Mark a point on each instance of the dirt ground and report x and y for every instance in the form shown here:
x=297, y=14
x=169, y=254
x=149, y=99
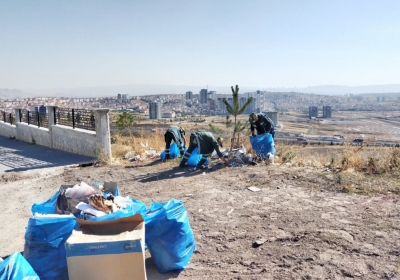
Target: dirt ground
x=309, y=228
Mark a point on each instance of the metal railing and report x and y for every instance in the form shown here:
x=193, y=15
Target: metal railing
x=34, y=118
x=8, y=117
x=75, y=118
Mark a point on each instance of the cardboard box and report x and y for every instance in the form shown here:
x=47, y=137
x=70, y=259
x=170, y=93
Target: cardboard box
x=107, y=250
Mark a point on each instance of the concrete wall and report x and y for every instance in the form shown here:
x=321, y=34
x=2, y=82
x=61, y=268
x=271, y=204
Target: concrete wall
x=33, y=134
x=7, y=130
x=78, y=141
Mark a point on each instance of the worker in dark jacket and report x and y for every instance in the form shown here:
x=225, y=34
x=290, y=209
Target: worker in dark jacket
x=177, y=134
x=206, y=144
x=262, y=123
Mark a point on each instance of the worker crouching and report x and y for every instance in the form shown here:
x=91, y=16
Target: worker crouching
x=206, y=144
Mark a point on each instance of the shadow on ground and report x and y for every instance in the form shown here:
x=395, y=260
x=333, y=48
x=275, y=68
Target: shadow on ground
x=176, y=172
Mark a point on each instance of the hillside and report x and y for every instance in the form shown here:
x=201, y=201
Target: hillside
x=312, y=222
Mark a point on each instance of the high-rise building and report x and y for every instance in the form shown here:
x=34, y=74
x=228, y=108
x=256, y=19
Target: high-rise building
x=327, y=112
x=273, y=116
x=189, y=95
x=203, y=96
x=155, y=110
x=313, y=112
x=211, y=95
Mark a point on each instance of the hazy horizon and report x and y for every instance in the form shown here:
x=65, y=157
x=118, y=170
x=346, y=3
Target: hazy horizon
x=140, y=90
x=258, y=44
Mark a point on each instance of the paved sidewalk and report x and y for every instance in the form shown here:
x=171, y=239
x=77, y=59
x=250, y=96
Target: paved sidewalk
x=20, y=156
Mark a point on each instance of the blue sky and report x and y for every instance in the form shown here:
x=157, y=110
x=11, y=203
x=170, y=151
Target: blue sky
x=280, y=43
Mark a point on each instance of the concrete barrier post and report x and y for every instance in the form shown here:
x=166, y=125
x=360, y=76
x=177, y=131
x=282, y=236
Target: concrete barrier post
x=18, y=116
x=51, y=122
x=103, y=138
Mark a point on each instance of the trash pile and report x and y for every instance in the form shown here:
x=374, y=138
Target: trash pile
x=93, y=232
x=263, y=145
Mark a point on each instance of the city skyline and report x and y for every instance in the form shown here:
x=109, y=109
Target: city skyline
x=256, y=44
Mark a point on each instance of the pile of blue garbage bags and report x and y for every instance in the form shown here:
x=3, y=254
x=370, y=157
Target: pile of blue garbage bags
x=174, y=152
x=168, y=237
x=263, y=145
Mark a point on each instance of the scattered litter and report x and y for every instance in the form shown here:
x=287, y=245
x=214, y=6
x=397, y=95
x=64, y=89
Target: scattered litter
x=129, y=154
x=79, y=190
x=259, y=242
x=135, y=158
x=254, y=189
x=143, y=145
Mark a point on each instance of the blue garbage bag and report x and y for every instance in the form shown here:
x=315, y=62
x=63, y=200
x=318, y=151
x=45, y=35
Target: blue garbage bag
x=173, y=152
x=133, y=208
x=169, y=237
x=48, y=207
x=195, y=158
x=16, y=267
x=44, y=245
x=263, y=144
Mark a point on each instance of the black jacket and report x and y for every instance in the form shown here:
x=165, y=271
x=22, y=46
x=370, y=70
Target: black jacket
x=263, y=125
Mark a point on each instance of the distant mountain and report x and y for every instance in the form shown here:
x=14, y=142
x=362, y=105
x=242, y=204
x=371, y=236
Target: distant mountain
x=340, y=90
x=134, y=90
x=6, y=93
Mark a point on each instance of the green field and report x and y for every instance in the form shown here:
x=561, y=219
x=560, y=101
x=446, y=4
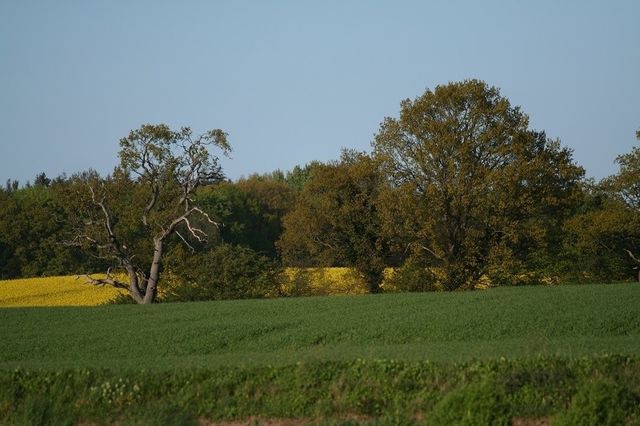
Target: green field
x=508, y=322
x=392, y=358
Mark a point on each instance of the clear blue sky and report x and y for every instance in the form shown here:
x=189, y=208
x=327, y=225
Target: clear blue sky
x=294, y=81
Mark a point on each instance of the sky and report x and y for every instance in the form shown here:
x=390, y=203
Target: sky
x=296, y=81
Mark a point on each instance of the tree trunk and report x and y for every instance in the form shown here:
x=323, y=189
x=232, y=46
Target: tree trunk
x=154, y=273
x=134, y=287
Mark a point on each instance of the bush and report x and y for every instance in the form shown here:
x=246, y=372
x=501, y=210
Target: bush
x=474, y=404
x=225, y=272
x=599, y=403
x=412, y=276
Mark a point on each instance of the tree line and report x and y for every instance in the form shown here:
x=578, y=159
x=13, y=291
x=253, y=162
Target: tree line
x=458, y=191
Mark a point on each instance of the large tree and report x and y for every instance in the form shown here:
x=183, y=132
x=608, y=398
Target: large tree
x=478, y=191
x=128, y=218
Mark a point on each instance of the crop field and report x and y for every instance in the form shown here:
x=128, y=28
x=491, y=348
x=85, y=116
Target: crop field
x=53, y=291
x=72, y=291
x=523, y=352
x=516, y=353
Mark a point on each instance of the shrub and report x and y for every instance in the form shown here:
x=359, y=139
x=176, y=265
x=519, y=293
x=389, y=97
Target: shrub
x=599, y=403
x=411, y=276
x=225, y=272
x=474, y=404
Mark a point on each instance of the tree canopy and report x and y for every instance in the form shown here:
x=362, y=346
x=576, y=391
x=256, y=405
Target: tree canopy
x=477, y=185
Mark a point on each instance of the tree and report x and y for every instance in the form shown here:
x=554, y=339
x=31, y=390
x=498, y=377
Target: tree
x=476, y=187
x=154, y=185
x=335, y=221
x=625, y=188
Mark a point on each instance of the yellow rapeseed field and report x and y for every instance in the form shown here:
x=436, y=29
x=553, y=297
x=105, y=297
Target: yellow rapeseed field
x=53, y=291
x=69, y=291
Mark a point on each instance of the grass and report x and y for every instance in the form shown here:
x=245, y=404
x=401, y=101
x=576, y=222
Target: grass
x=567, y=321
x=550, y=353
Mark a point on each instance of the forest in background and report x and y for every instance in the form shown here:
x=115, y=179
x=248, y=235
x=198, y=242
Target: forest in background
x=456, y=192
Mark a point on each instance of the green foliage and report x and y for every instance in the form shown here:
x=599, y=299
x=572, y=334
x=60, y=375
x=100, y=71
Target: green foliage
x=335, y=221
x=354, y=392
x=251, y=211
x=483, y=403
x=224, y=272
x=600, y=403
x=412, y=276
x=475, y=186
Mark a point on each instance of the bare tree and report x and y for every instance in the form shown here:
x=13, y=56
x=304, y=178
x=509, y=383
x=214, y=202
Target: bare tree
x=163, y=169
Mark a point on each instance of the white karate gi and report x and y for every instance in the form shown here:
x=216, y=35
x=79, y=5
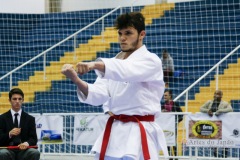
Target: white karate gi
x=133, y=86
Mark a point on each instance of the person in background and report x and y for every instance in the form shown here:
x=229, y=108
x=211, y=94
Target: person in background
x=130, y=87
x=171, y=106
x=17, y=128
x=217, y=106
x=168, y=67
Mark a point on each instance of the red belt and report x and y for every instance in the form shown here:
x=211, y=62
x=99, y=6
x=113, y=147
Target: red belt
x=126, y=118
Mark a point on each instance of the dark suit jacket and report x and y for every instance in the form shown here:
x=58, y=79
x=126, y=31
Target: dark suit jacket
x=28, y=129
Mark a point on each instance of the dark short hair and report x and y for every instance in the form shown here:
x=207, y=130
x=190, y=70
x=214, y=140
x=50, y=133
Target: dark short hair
x=15, y=91
x=170, y=92
x=164, y=51
x=132, y=19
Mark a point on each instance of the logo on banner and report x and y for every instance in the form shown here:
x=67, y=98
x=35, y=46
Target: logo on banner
x=205, y=129
x=84, y=125
x=236, y=132
x=51, y=136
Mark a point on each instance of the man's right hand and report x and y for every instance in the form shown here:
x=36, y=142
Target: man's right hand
x=15, y=132
x=210, y=113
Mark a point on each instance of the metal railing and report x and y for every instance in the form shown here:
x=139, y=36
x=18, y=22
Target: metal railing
x=216, y=66
x=58, y=44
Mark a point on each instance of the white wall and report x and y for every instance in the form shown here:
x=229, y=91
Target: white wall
x=39, y=6
x=22, y=6
x=73, y=5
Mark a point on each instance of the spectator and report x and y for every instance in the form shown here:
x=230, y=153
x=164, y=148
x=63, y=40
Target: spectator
x=171, y=106
x=168, y=67
x=19, y=132
x=217, y=107
x=130, y=87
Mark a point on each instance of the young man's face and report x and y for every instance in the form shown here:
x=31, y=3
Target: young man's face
x=16, y=102
x=167, y=97
x=217, y=95
x=129, y=39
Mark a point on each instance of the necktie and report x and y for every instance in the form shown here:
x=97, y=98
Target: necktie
x=16, y=120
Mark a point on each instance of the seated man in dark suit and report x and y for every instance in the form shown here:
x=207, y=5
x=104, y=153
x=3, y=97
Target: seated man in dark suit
x=17, y=128
x=217, y=106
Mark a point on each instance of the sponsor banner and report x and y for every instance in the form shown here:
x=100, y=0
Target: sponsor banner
x=167, y=123
x=215, y=131
x=49, y=129
x=88, y=128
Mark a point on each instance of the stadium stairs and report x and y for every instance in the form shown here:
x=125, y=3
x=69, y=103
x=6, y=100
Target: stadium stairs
x=197, y=39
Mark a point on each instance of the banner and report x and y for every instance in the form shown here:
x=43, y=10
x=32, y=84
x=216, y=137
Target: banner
x=49, y=129
x=167, y=123
x=88, y=128
x=215, y=131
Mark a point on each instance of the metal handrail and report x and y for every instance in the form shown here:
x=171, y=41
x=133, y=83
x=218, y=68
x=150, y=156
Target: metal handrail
x=216, y=66
x=59, y=43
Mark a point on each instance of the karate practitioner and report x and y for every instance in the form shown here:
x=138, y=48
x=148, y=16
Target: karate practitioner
x=130, y=87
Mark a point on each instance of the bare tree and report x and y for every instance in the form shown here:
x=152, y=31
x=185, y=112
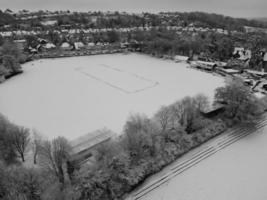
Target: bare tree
x=53, y=156
x=202, y=102
x=20, y=140
x=163, y=116
x=36, y=144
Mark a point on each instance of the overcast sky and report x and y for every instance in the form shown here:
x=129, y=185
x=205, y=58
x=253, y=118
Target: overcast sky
x=236, y=8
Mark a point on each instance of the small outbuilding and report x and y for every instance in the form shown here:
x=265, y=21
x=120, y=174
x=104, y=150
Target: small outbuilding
x=179, y=58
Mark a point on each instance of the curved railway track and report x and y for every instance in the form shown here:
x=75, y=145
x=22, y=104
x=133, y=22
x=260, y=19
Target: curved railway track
x=229, y=137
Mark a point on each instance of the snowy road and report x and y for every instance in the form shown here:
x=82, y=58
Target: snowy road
x=213, y=172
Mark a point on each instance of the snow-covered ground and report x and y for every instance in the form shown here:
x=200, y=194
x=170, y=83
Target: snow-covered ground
x=237, y=172
x=74, y=96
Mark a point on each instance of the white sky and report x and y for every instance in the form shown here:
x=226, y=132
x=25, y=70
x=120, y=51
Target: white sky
x=236, y=8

━━━━━━━━━━━━━━━━━━━━

● **Written exercise**: Reproduce the rows above verbatim, starting at the line that contains "Mark a point on each instance of the grass" and ending after the line that contains "x=133, y=86". Omit the pictures from your copy.

● **Response**:
Mark a point on each instance of the grass and report x and y for every instance in the form shown here:
x=245, y=404
x=401, y=101
x=576, y=222
Target: grass
x=567, y=321
x=550, y=353
Mark a point on each instance of the forest in background and report x and y for every instance in the form shown here:
x=115, y=179
x=248, y=235
x=198, y=242
Target: forest in background
x=456, y=192
Mark a point on each instance of the green foliage and report x and y for every instance in the form shown here:
x=599, y=299
x=572, y=334
x=60, y=375
x=100, y=71
Target: green foliage
x=335, y=221
x=354, y=392
x=251, y=211
x=483, y=403
x=224, y=272
x=600, y=403
x=412, y=276
x=475, y=186
Mark a point on each instance of the bare tree and report x and y for every instance in the form shown here:
x=13, y=56
x=304, y=178
x=509, y=383
x=214, y=202
Target: bare tree
x=163, y=169
Mark a point on each instance of the white karate gi and report x and y for every instance in the form shown here:
x=216, y=35
x=79, y=5
Target: white karate gi
x=133, y=86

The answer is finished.